* _Reading text_:
-- BEGIN --
And I think it’s habit stacking too, right? Like we have to figure out what’s the one good thing we can do today that we can have it stack on. So if today, the only thing you can do is not drink over the noon hour, then cool. That’s great. You know, we talk about harm reduction, we look at harm reduction, but what does that look like? And really actually starting to move the needle when we’re talking about addiction, right? So we may think like you’re struggling and you’re having some heartache and like you should be able to make a change. This should be enough.


that should be your breaking point or your rock bottom if you will but that doesn’t matter what you think about that person that person has to kind of have the support and the tools right so it’s one thing to say like


You do it. And it’s another thing to like have somebody there to say, Hey man, this is how we can do it together. Or maybe try this or like have some of that like outpouring. So that’s a hard one to answer when, when addiction, when there’s substances that come into play. But if it’s just you and mindset about making a change and maybe you don’t have substances involved, like then it really is you kind of like figuring out where your bootstrap is and maybe it’s not a bootstrap, maybe it’s a swimsuit, maybe it’s whatever. Right. And just putting it on one piece at a time.


and being able to just make that next step. So maybe today you just put, you want to start surfing, which I do, why am I not surfing? And so today I just put my swimsuit on and I get out the door, right? And then tomorrow I put my swimsuit on, I get out the door, I get to the beach and then so on and so forth, right? It’s just making those little itty bitty steps. And then maybe one day I’m actually out there surfing and I make a video from out there, right? Like whatever that looks like. But it really is just kind of like, what are those habits look like? How can I make something small? I think people think, and honestly people ask me this all the time, how do you,


How do you look busy? Which I feel like I’m happy busy. So that’s cool. But like, how do you do these things that you do? Well, I just try and do at least a little bit a day, right? Because the minute I go, whew, I do not want to tackle that next grant, Whitney. Right? The minute I do that and then I put the grant in a pile and then I go, yeah, I don’t want to look at that yet. And then five, 10, 12 days have passed and I’m like, my God, I have 12 days worth of work to do on that grant. But if every day I say, hey Whitney, my stuff’s updated. Hey Whitney, this.
-- END --
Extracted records
-- BEGIN --
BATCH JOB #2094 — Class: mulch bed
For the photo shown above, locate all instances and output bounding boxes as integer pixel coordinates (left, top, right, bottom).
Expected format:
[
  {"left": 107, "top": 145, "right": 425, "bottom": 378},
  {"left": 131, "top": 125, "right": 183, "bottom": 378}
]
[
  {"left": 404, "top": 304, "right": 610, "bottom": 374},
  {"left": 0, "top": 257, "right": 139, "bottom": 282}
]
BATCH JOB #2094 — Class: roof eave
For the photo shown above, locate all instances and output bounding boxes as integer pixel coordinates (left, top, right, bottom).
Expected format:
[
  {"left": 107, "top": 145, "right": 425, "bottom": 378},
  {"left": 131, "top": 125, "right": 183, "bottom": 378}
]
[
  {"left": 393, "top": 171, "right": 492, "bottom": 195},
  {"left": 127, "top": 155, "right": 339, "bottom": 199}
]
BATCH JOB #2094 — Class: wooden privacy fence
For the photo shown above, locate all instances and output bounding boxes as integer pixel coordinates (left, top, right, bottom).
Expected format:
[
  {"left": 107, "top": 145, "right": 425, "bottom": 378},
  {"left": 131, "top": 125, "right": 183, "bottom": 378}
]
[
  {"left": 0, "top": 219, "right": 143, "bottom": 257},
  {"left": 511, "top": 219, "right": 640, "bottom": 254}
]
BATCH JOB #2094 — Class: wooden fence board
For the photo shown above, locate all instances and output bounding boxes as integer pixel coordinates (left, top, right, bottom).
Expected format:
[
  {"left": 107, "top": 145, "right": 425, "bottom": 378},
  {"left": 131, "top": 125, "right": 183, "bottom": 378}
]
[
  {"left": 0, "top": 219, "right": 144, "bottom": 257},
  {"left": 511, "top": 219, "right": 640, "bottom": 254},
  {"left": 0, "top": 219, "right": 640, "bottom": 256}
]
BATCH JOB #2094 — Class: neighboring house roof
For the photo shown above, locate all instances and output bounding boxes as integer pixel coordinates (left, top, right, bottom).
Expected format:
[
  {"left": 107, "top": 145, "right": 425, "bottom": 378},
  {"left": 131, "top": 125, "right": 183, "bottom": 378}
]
-- END --
-- BEGIN --
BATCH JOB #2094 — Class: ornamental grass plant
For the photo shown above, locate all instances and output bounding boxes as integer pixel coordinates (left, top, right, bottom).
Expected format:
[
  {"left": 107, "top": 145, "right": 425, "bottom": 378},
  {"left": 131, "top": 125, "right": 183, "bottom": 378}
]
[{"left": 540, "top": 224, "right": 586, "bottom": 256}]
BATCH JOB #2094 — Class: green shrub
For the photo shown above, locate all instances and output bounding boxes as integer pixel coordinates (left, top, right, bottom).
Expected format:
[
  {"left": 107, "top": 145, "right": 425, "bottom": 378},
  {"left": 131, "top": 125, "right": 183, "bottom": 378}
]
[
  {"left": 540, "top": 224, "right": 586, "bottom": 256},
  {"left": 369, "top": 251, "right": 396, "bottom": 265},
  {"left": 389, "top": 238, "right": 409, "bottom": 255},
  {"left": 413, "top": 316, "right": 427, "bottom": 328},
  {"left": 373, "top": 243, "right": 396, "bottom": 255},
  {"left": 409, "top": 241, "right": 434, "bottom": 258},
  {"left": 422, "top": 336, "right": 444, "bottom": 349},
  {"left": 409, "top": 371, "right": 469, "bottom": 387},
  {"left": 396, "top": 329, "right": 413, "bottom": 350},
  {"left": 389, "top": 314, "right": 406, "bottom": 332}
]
-- END --
Transcribe the habit-stacking transcript above in full, reproducing its wording, punctuation, and paragraph breaks without alteration.

And I think it’s habit stacking too, right? Like we have to figure out what’s the one good thing we can do today that we can have it stack on. So if today, the only thing you can do is not drink over the noon hour, then cool. That’s great. You know, we talk about harm reduction, we look at harm reduction, but what does that look like? And really actually starting to move the needle when we’re talking about addiction, right? So we may think like you’re struggling and you’re having some heartache and like you should be able to make a change. This should be enough.


that should be your breaking point or your rock bottom if you will but that doesn’t matter what you think about that person that person has to kind of have the support and the tools right so it’s one thing to say like


You do it. And it’s another thing to like have somebody there to say, Hey man, this is how we can do it together. Or maybe try this or like have some of that like outpouring. So that’s a hard one to answer when, when addiction, when there’s substances that come into play. But if it’s just you and mindset about making a change and maybe you don’t have substances involved, like then it really is you kind of like figuring out where your bootstrap is and maybe it’s not a bootstrap, maybe it’s a swimsuit, maybe it’s whatever. Right. And just putting it on one piece at a time.


and being able to just make that next step. So maybe today you just put, you want to start surfing, which I do, why am I not surfing? And so today I just put my swimsuit on and I get out the door, right? And then tomorrow I put my swimsuit on, I get out the door, I get to the beach and then so on and so forth, right? It’s just making those little itty bitty steps. And then maybe one day I’m actually out there surfing and I make a video from out there, right? Like whatever that looks like. But it really is just kind of like, what are those habits look like? How can I make something small? I think people think, and honestly people ask me this all the time, how do you,


How do you look busy? Which I feel like I’m happy busy. So that’s cool. But like, how do you do these things that you do? Well, I just try and do at least a little bit a day, right? Because the minute I go, whew, I do not want to tackle that next grant, Whitney. Right? The minute I do that and then I put the grant in a pile and then I go, yeah, I don’t want to look at that yet. And then five, 10, 12 days have passed and I’m like, my God, I have 12 days worth of work to do on that grant. But if every day I say, hey Whitney, my stuff’s updated. Hey Whitney, this.